> TASK MATERIAL:
----
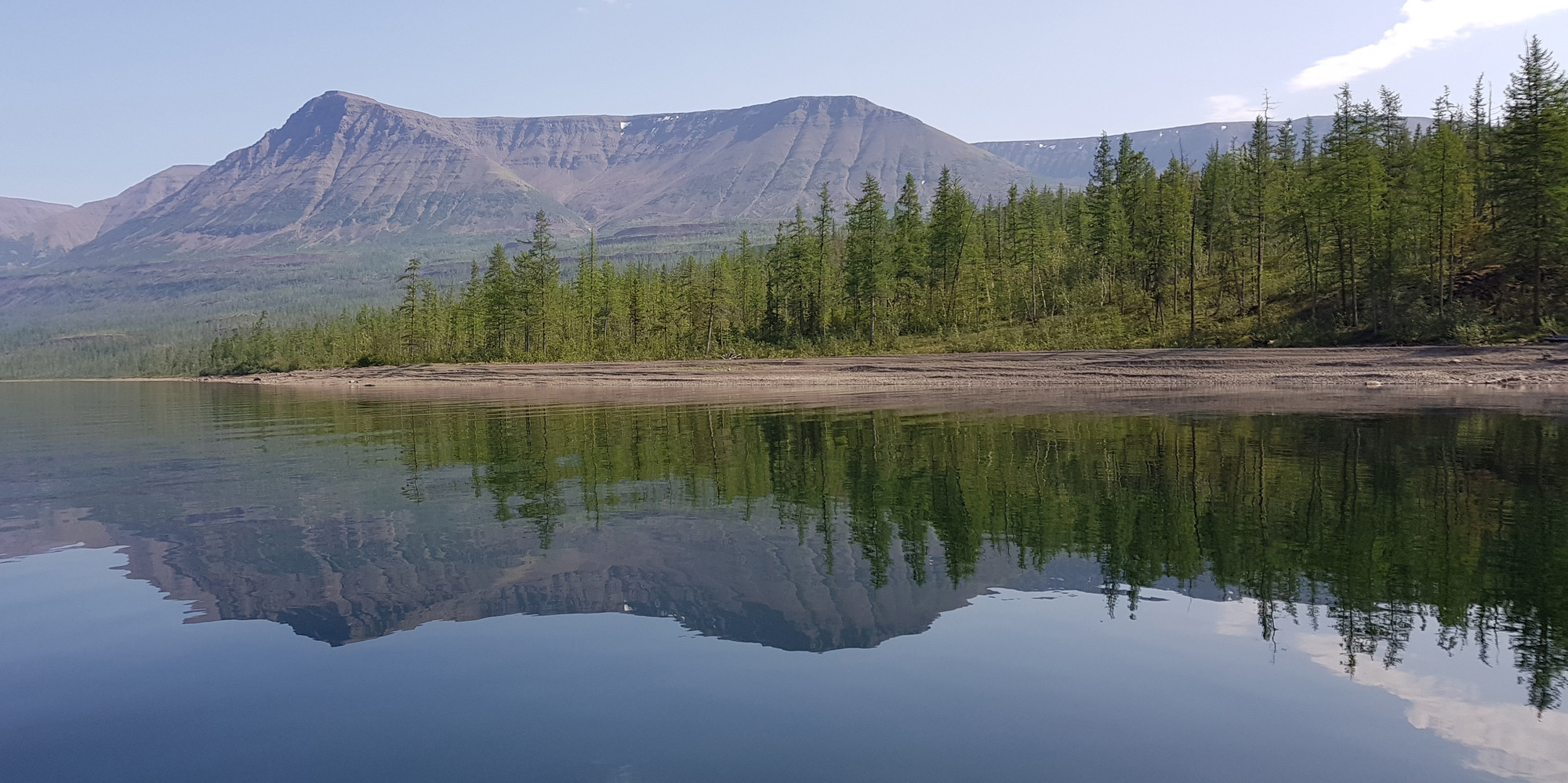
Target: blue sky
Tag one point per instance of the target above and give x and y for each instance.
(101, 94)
----
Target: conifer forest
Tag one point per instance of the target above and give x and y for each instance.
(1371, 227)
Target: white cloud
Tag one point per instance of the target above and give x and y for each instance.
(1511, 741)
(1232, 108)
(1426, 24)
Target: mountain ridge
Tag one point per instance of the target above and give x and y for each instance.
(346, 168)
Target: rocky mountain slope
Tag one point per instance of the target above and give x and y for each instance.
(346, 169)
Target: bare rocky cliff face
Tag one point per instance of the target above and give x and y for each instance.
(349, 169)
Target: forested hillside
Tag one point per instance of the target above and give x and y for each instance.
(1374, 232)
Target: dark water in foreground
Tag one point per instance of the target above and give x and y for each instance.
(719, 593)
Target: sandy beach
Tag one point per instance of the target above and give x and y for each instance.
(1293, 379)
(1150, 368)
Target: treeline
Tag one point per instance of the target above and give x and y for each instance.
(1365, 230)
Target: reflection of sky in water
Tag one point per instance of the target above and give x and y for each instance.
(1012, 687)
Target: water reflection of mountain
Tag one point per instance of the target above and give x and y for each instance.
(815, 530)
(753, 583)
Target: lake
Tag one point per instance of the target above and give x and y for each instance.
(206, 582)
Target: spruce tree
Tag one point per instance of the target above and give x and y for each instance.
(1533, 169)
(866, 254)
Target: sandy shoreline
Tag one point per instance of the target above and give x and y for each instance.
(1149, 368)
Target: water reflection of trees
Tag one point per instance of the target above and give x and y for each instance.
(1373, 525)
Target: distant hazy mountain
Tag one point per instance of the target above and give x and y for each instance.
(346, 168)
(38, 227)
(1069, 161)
----
Can you set out the stretch of rows above, from the line containing "Target: dark water in foreground" through the line containing "(1149, 368)", as a JSON list of strings with one string per line and no blank lines?

[
  "Target: dark water in foreground",
  "Tag one point per instance of the target above and give x and y for each instance.",
  "(719, 593)",
  "Target: sandy beach",
  "Tag one point per instance of the target above and give x and y for each instance.",
  "(1293, 379)",
  "(1150, 368)",
  "Target: treeline",
  "Tag one point per instance of the target above and give x and y for each instance.",
  "(1365, 230)",
  "Target: reflection of sky in water",
  "Tag one point per instance of the target above and give x and y for each instance.",
  "(1012, 687)",
  "Target: water reflection of mountain",
  "Tag one point per instance of the target above and give x and y for each instance.",
  "(815, 530)",
  "(753, 583)",
  "Target: lake",
  "Tag one point per instance of the target above and give x and y for each instance.",
  "(206, 582)",
  "Target: spruce tree",
  "Tag one point per instance of the target above and give x and y for each instance.",
  "(1533, 169)",
  "(866, 254)",
  "Target: sandy shoreline",
  "Tag one point per instance of the target above and give x and y for each instance.",
  "(1149, 368)"
]